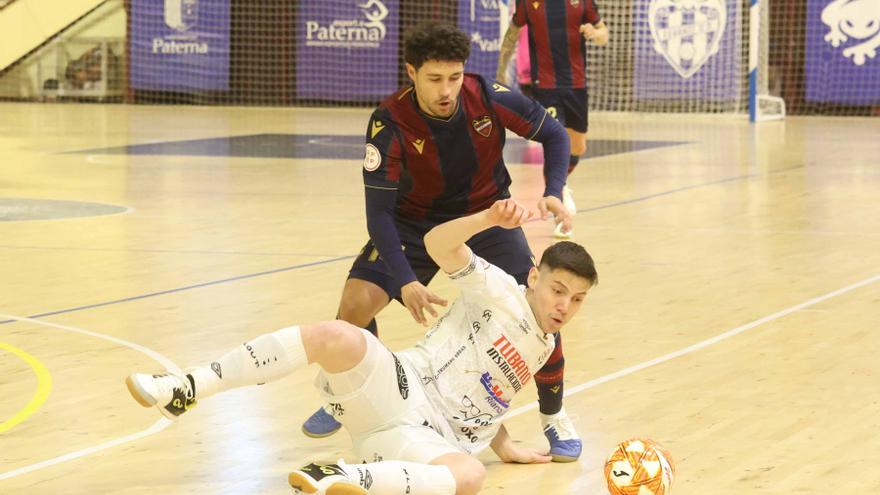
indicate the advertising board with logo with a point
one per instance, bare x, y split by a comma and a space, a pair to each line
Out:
483, 21
843, 37
179, 45
687, 49
346, 50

-*-

■ Problem description
Repeat the preceding records exactly but drop the images.

■ Answer to this exercise
indicate the advertising board with logo with a point
one per instance, bare x, y split by a comma and a space, a pair to each line
Out:
483, 21
843, 37
179, 45
687, 49
346, 50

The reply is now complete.